WHAT IS EXPECTED:
Repeat the data exactly, leaving out any image.

▼▼▼

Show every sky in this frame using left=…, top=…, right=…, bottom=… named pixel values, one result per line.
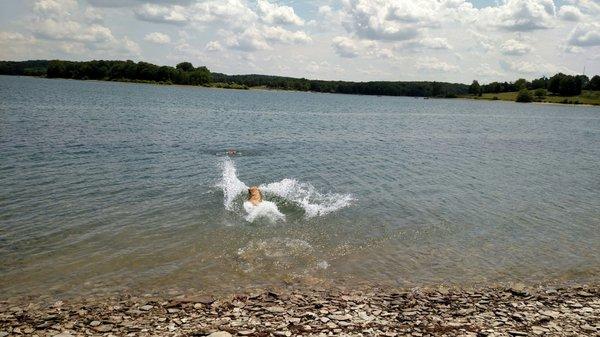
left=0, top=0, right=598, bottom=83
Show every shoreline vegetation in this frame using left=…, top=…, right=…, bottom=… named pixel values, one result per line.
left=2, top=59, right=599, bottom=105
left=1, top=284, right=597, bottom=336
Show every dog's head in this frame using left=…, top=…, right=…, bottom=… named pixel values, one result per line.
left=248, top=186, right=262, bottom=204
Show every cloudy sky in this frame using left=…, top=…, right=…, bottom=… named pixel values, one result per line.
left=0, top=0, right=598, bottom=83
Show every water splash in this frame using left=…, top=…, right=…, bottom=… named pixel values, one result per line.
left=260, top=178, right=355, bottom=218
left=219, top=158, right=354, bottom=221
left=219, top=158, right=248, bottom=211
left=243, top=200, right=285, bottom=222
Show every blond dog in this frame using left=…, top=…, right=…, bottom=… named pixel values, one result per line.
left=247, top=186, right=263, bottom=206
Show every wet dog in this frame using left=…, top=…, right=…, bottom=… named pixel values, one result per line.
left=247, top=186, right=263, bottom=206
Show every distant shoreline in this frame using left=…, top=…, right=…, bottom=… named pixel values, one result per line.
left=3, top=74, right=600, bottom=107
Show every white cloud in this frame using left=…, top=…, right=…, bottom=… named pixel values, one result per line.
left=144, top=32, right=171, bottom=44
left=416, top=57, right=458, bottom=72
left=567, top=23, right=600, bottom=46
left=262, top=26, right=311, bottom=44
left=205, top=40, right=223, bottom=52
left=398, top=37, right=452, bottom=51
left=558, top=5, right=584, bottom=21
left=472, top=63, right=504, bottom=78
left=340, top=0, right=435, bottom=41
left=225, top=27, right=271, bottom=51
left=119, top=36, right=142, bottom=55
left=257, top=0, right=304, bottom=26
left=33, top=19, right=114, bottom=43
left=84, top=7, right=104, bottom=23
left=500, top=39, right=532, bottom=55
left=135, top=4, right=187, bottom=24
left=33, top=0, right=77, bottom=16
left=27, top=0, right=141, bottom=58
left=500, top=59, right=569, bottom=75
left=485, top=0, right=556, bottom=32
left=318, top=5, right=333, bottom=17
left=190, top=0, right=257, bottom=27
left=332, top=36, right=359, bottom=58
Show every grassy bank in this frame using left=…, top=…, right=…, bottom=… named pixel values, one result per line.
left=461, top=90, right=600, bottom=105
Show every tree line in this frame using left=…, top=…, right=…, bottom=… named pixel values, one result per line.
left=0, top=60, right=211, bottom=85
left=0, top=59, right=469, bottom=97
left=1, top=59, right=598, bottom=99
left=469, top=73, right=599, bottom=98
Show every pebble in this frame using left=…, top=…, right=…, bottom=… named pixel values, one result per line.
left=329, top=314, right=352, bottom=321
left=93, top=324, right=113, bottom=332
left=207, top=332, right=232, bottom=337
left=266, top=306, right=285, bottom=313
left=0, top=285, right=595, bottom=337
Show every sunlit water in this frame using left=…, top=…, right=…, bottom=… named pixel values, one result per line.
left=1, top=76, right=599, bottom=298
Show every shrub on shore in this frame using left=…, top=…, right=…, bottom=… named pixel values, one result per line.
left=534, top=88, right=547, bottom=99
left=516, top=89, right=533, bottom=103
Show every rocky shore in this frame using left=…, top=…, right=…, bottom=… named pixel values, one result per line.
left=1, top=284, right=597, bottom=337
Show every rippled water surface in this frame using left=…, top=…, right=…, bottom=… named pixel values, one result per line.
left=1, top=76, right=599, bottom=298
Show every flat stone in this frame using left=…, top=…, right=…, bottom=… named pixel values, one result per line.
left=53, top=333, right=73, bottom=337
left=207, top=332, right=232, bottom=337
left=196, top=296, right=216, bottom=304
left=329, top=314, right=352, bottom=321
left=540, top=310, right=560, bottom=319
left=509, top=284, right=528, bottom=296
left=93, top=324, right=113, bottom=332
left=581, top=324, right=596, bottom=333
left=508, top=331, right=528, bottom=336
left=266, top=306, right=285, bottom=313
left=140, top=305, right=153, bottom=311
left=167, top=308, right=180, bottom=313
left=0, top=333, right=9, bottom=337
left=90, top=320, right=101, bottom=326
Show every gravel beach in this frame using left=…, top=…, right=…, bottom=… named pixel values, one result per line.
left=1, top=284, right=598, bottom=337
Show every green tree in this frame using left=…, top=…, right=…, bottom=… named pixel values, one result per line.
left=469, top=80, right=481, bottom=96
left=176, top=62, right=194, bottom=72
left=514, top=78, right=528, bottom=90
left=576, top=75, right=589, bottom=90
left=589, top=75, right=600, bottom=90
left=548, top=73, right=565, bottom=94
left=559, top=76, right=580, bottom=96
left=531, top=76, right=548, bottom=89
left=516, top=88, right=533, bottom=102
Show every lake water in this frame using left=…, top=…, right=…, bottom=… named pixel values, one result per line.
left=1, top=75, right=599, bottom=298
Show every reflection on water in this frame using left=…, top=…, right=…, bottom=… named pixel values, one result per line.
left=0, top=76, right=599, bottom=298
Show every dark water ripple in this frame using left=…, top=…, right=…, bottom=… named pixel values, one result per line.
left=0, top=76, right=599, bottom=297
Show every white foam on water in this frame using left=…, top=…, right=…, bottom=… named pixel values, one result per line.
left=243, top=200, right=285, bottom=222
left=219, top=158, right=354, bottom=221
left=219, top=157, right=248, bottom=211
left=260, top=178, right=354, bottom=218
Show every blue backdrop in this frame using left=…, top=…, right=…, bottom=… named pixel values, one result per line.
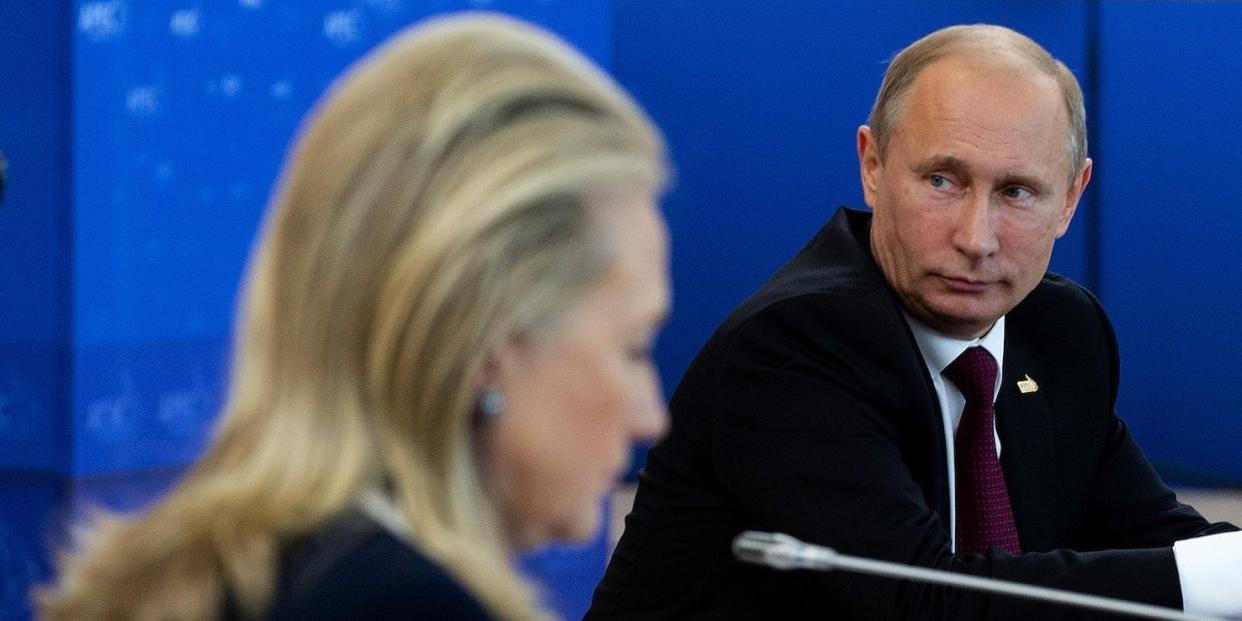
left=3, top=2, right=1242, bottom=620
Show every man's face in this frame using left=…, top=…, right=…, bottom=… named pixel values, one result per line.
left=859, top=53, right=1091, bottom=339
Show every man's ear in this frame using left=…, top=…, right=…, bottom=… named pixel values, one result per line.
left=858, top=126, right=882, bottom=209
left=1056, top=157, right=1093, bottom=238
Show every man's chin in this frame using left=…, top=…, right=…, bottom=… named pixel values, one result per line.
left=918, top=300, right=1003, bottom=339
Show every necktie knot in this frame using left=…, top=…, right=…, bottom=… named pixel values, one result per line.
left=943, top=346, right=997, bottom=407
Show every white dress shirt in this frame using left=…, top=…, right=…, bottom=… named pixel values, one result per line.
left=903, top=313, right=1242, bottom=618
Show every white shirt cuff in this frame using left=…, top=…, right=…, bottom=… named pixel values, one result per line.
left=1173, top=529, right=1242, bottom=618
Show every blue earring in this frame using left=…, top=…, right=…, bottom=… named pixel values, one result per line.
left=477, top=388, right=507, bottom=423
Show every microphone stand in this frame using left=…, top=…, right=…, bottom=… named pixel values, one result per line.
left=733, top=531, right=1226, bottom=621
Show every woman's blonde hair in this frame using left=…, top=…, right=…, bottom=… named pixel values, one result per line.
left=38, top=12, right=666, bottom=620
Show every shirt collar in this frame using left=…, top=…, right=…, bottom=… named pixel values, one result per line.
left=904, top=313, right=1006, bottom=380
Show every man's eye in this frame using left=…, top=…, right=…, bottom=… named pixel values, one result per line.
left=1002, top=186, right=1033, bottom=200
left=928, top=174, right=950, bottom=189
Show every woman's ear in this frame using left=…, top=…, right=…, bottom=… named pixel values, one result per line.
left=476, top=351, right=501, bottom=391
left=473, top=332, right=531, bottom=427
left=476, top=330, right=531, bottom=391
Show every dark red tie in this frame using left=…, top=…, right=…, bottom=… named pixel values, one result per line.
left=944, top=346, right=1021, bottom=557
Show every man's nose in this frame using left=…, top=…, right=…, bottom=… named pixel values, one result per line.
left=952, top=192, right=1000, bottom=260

▲▲▲

RESPONSE FOR THIS EXERCISE:
Show every sky in this frame using left=…, top=…, right=…, bottom=… named pixel values, one result per line.
left=0, top=0, right=598, bottom=83
Show every shoreline vegetation in this frame using left=…, top=…, right=…, bottom=… named pixel values, one result per line.
left=2, top=59, right=599, bottom=105
left=1, top=284, right=597, bottom=336
Show every dog's head in this frame using left=…, top=…, right=…, bottom=… named pixel values, one result per line.
left=248, top=186, right=262, bottom=204
Show every cloudy sky in this frame using left=…, top=…, right=…, bottom=… named pixel values, one result per line.
left=0, top=0, right=598, bottom=83
Show every water splash in this frame using left=…, top=…, right=…, bottom=… named pixel values, one result per line.
left=260, top=178, right=355, bottom=218
left=219, top=158, right=354, bottom=221
left=219, top=158, right=248, bottom=211
left=243, top=200, right=285, bottom=222
Show every blond dog in this frame using left=…, top=…, right=…, bottom=… named pixel values, one result per line.
left=247, top=186, right=263, bottom=206
Show every wet dog in this frame using left=…, top=…, right=…, bottom=… named pixel values, one result per line.
left=247, top=186, right=263, bottom=206
Show every distant shoreline in this frame using left=…, top=…, right=…, bottom=… named pixel values, one result per line.
left=3, top=74, right=600, bottom=107
Show every white cloud in this frame using left=…, top=…, right=…, bottom=… named pixel values, one result per line.
left=144, top=32, right=171, bottom=44
left=416, top=57, right=458, bottom=72
left=567, top=23, right=600, bottom=46
left=262, top=26, right=311, bottom=44
left=205, top=40, right=223, bottom=52
left=398, top=37, right=452, bottom=51
left=558, top=5, right=584, bottom=21
left=472, top=63, right=504, bottom=78
left=340, top=0, right=435, bottom=41
left=225, top=27, right=271, bottom=51
left=119, top=36, right=142, bottom=55
left=257, top=0, right=304, bottom=26
left=33, top=19, right=114, bottom=43
left=84, top=7, right=104, bottom=23
left=500, top=39, right=532, bottom=55
left=135, top=4, right=187, bottom=24
left=33, top=0, right=77, bottom=16
left=27, top=0, right=141, bottom=58
left=500, top=59, right=569, bottom=75
left=485, top=0, right=556, bottom=32
left=318, top=5, right=333, bottom=17
left=190, top=0, right=257, bottom=27
left=332, top=36, right=359, bottom=58
Show every grassy bank in this frame using left=…, top=…, right=…, bottom=… named pixel values, one result per line.
left=461, top=90, right=600, bottom=105
Show every tree line in this frame using left=…, top=…, right=…, bottom=… named pixel values, one result per line.
left=0, top=60, right=211, bottom=85
left=0, top=59, right=469, bottom=97
left=1, top=59, right=598, bottom=99
left=469, top=73, right=599, bottom=98
Show every pebble in this frame using left=…, top=…, right=…, bottom=… named pixel values, one result per line.
left=329, top=314, right=352, bottom=321
left=93, top=324, right=113, bottom=332
left=207, top=332, right=232, bottom=337
left=266, top=306, right=285, bottom=313
left=0, top=285, right=595, bottom=337
Show every sunlit water in this frame using left=…, top=…, right=…, bottom=… named pixel values, one result per line.
left=1, top=76, right=599, bottom=298
Show every shrub on shore in this frame using left=…, top=…, right=…, bottom=… named pixel values, one result per line.
left=534, top=88, right=547, bottom=99
left=516, top=89, right=533, bottom=103
Show every rocky shore in this frame using left=…, top=…, right=…, bottom=… named pixel values, one result per line.
left=1, top=284, right=597, bottom=337
Show every rippled water surface in this frame using left=…, top=…, right=…, bottom=… named pixel values, one result per line.
left=1, top=76, right=599, bottom=298
Show every flat stone in this frame using left=…, top=…, right=…, bottom=… named pixel values, one result per line.
left=53, top=333, right=73, bottom=337
left=207, top=332, right=232, bottom=337
left=196, top=296, right=216, bottom=304
left=329, top=314, right=352, bottom=321
left=540, top=310, right=560, bottom=319
left=509, top=284, right=528, bottom=296
left=93, top=324, right=113, bottom=332
left=581, top=324, right=596, bottom=333
left=508, top=331, right=528, bottom=336
left=266, top=306, right=285, bottom=313
left=140, top=305, right=153, bottom=311
left=167, top=308, right=180, bottom=313
left=0, top=333, right=9, bottom=337
left=90, top=320, right=101, bottom=326
Show every gravel beach in this frame using left=…, top=…, right=…, bottom=… named pixel values, one result per line.
left=1, top=284, right=598, bottom=337
Show every green tree in this frame using left=…, top=…, right=…, bottom=… named pixel values, one result per line.
left=469, top=80, right=481, bottom=96
left=176, top=62, right=194, bottom=72
left=514, top=78, right=528, bottom=90
left=576, top=75, right=589, bottom=90
left=589, top=75, right=600, bottom=90
left=548, top=73, right=565, bottom=94
left=559, top=76, right=580, bottom=96
left=531, top=76, right=548, bottom=89
left=516, top=88, right=533, bottom=102
Show every lake water in this frame using left=…, top=…, right=…, bottom=… named pixel values, one result per line.
left=1, top=75, right=599, bottom=298
Show every reflection on water in this frame using left=…, top=…, right=…, bottom=… named pixel values, one result per line.
left=0, top=76, right=599, bottom=298
Show every dark water ripple in this frame using left=…, top=…, right=…, bottom=… named pixel values, one result per line.
left=0, top=76, right=599, bottom=297
Show every white foam on water in this frame using left=…, top=…, right=…, bottom=… named pixel values, one result per line.
left=243, top=200, right=285, bottom=222
left=219, top=158, right=354, bottom=221
left=219, top=157, right=248, bottom=211
left=260, top=178, right=354, bottom=218
Show every blue backdrop in this frame using left=…, top=…, right=…, bottom=… named pixel values, one result per line.
left=3, top=2, right=1242, bottom=620
Show every man's face in this frame using left=…, top=…, right=…, bottom=… named pixel values, one result per line.
left=859, top=53, right=1091, bottom=339
Show every man's ear in this frame using left=…, top=…, right=…, bottom=… named pixel values, one result per line.
left=858, top=126, right=882, bottom=209
left=1056, top=157, right=1093, bottom=238
Show every man's chin in this frame using left=…, top=…, right=…, bottom=… named pixel values, one result per line.
left=918, top=300, right=1003, bottom=339
Show every necktie knot in this frame using left=…, top=…, right=…, bottom=… named pixel values, one result per line.
left=943, top=346, right=997, bottom=407
Show every white dress shirt in this frame using left=…, top=…, right=…, bottom=… named pixel values, one result per line.
left=903, top=313, right=1242, bottom=618
Show every white shirt cuff in this frame using left=…, top=…, right=…, bottom=… named pixel values, one result per line.
left=1173, top=529, right=1242, bottom=618
Show every blue earring in this frame using left=…, top=…, right=…, bottom=… named pixel values, one result per line.
left=477, top=388, right=507, bottom=423
Show every microphone stand in this frame using left=…, top=…, right=…, bottom=… named pixel values, one result per line.
left=733, top=531, right=1226, bottom=621
Show every woman's blonde hair in this frame using left=…, top=…, right=…, bottom=… named pixel values, one result per line.
left=38, top=12, right=666, bottom=620
Show every shirt collar in this frame using left=…, top=…, right=…, bottom=… named pixel values, one result per line.
left=904, top=313, right=1006, bottom=380
Show every man's eye in this frame using left=…, top=…, right=…, bottom=… named pixel values, one result per line.
left=1002, top=186, right=1033, bottom=200
left=928, top=174, right=950, bottom=189
Show every woman's ear in this frame using left=…, top=…, right=…, bottom=… named pixel values, one result per line.
left=476, top=351, right=501, bottom=391
left=473, top=332, right=531, bottom=427
left=476, top=330, right=531, bottom=391
Show every dark red tie in this frame using left=…, top=…, right=…, bottom=… named pixel values, one result per line.
left=944, top=346, right=1021, bottom=557
Show every man's nose in this frame using left=…, top=…, right=…, bottom=… named pixel values, one result per line.
left=952, top=192, right=1000, bottom=260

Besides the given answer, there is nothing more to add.